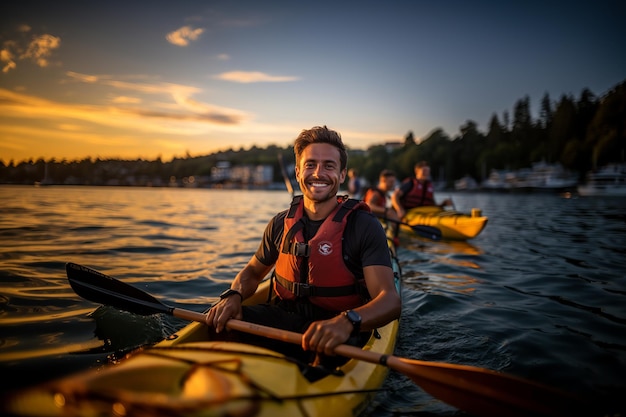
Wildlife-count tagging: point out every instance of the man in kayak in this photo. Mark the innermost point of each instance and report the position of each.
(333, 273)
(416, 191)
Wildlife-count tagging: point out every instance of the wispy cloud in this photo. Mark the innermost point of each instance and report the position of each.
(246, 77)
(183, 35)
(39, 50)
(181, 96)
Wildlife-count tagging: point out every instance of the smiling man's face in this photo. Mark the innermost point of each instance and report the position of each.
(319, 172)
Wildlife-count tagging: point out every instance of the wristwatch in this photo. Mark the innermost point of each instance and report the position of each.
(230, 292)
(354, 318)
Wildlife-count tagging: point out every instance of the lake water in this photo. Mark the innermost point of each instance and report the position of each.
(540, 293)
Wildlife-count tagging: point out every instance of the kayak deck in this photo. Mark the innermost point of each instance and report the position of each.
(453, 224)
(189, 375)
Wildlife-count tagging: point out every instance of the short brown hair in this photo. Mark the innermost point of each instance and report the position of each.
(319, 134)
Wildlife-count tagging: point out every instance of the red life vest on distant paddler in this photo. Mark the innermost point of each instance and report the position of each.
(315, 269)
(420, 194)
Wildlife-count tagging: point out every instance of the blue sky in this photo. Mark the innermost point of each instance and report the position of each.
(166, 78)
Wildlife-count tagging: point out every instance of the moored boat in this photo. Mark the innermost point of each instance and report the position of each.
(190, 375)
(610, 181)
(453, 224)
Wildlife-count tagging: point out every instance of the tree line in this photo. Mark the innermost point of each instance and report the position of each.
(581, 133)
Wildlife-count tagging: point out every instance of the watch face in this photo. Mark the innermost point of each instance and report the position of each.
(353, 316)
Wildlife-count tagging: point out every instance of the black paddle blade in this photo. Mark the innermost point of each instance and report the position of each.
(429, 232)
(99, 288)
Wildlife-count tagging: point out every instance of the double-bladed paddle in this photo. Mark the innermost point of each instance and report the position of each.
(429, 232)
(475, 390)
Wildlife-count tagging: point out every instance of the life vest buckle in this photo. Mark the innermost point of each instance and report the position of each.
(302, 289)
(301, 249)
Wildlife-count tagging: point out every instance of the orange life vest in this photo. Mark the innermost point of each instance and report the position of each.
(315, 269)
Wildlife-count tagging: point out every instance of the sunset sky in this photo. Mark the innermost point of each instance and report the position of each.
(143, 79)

--

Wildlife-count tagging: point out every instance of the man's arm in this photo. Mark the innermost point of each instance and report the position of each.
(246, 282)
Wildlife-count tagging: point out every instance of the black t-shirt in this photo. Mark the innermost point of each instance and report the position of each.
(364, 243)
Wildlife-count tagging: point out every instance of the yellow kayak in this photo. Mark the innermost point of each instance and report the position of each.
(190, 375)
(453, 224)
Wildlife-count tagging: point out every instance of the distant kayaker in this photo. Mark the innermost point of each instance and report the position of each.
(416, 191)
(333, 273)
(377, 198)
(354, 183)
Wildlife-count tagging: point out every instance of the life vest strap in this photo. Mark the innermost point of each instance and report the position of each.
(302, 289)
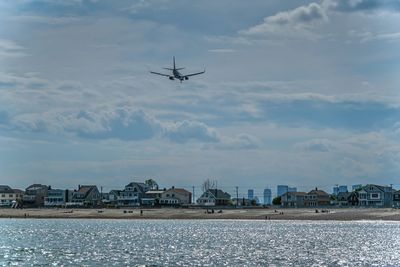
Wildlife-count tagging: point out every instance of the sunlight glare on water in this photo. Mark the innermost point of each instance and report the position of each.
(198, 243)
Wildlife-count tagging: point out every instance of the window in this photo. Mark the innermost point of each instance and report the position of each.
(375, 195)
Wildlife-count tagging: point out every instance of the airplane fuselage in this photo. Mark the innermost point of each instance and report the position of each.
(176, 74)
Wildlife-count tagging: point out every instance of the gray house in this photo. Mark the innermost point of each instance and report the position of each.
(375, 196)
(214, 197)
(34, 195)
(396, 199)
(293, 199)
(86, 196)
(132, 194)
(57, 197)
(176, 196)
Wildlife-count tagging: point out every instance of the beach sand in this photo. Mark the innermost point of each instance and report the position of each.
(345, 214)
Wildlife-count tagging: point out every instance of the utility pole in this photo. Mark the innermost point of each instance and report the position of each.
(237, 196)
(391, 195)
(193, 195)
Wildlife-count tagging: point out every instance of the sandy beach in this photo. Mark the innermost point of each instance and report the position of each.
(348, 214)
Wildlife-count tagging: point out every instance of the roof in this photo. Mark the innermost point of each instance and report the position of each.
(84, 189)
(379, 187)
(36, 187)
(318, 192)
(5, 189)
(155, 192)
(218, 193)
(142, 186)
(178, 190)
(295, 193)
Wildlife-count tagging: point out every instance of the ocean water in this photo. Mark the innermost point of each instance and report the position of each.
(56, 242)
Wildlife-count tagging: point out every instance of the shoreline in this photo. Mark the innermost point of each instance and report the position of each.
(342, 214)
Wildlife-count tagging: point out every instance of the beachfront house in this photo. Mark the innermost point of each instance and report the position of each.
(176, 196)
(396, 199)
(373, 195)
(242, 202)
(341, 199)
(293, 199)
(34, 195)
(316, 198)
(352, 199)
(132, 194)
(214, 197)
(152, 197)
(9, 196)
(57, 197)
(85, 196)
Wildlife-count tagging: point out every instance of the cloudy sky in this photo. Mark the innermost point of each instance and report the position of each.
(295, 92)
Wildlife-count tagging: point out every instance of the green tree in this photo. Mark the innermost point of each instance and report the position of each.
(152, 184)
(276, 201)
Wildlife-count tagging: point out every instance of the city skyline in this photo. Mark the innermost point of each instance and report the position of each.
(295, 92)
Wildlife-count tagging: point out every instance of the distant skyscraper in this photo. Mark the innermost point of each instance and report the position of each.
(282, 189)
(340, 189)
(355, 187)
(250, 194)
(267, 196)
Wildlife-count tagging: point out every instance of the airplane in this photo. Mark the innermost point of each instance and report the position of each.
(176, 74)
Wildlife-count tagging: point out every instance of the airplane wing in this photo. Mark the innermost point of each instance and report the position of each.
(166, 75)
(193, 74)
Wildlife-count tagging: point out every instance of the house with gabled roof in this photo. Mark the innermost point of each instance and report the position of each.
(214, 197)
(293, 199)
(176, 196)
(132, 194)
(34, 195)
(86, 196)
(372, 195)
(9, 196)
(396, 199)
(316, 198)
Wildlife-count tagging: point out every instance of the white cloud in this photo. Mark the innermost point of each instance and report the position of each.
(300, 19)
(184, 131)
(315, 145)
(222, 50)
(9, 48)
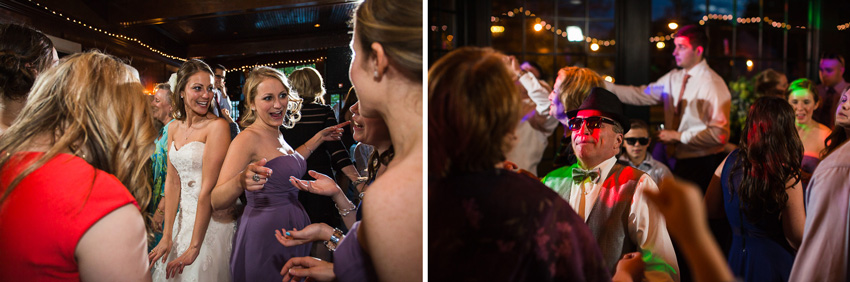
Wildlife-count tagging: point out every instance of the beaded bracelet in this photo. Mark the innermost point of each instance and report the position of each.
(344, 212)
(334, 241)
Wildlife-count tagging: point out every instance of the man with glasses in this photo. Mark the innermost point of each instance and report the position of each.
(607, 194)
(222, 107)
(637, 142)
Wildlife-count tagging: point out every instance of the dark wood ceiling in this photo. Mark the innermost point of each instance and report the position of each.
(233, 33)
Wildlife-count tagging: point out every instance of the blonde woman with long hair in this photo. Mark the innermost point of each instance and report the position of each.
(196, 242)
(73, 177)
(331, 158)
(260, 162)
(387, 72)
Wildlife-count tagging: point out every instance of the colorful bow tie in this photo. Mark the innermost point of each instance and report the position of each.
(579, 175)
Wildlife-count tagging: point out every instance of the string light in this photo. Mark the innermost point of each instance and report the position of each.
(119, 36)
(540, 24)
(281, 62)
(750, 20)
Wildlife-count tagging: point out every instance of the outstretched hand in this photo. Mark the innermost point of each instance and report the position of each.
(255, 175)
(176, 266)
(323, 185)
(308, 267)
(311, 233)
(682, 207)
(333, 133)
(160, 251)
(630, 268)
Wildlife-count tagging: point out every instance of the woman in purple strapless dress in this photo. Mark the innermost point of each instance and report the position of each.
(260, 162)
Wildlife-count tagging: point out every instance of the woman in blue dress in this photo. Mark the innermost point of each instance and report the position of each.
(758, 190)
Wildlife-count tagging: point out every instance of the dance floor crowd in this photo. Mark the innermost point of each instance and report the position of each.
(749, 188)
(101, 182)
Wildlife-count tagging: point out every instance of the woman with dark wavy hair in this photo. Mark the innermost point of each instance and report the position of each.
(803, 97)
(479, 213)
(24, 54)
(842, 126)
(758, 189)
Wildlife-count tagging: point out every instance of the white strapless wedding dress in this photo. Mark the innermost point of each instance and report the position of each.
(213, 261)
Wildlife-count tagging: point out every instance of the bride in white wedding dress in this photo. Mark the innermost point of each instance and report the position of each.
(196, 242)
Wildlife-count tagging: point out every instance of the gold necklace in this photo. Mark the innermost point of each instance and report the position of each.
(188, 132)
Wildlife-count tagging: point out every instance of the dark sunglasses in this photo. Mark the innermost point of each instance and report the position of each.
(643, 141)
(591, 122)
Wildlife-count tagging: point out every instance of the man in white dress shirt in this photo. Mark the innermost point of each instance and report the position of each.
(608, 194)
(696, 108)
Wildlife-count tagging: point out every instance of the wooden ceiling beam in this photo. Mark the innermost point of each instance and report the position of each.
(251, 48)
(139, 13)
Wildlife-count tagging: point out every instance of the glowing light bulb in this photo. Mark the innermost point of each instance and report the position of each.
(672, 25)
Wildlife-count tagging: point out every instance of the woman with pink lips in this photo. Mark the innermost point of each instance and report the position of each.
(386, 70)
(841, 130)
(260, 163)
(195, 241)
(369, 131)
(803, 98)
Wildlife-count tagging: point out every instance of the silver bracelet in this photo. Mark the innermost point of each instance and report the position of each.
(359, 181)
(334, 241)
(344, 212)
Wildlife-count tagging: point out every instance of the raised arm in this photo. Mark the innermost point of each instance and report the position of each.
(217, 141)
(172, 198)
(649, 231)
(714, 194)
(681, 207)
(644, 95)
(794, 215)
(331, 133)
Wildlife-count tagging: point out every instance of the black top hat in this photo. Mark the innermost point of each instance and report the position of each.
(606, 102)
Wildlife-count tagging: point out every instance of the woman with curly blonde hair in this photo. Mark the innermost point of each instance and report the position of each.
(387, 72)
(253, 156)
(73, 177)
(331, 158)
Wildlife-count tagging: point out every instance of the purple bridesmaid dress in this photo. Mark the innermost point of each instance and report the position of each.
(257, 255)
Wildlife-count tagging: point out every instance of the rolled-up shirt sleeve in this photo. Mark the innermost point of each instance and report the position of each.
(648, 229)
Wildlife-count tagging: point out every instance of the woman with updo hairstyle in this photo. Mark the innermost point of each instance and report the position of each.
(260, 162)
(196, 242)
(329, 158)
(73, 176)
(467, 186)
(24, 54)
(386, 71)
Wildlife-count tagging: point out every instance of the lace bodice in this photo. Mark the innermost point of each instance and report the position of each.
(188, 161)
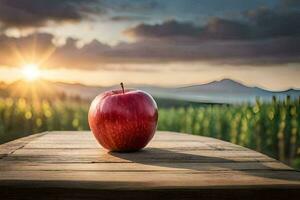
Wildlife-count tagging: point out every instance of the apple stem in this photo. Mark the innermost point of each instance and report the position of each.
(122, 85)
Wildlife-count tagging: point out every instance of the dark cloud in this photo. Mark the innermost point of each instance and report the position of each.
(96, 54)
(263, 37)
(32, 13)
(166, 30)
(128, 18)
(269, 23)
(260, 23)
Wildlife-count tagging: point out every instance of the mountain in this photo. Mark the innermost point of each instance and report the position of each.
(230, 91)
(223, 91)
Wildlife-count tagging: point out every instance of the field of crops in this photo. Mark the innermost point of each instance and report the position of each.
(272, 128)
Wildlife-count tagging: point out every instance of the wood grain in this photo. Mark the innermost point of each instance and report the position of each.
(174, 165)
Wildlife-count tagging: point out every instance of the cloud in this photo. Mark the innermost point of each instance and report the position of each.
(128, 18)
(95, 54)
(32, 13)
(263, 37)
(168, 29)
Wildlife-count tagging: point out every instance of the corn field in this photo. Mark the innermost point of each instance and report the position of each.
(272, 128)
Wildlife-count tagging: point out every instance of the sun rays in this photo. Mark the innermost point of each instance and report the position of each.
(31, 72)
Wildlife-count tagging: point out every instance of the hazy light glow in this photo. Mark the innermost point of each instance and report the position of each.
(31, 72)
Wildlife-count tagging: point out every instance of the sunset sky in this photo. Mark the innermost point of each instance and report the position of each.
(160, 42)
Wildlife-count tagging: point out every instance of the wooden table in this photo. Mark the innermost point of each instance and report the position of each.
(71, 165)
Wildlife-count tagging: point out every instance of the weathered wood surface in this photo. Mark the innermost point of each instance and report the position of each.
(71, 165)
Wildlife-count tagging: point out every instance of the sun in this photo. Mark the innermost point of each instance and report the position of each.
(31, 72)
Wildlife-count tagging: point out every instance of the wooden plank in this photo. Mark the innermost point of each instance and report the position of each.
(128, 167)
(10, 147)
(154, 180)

| Exercise brief |
How many lines in the items above contain the word "roof"? Give only the number.

| The output |
2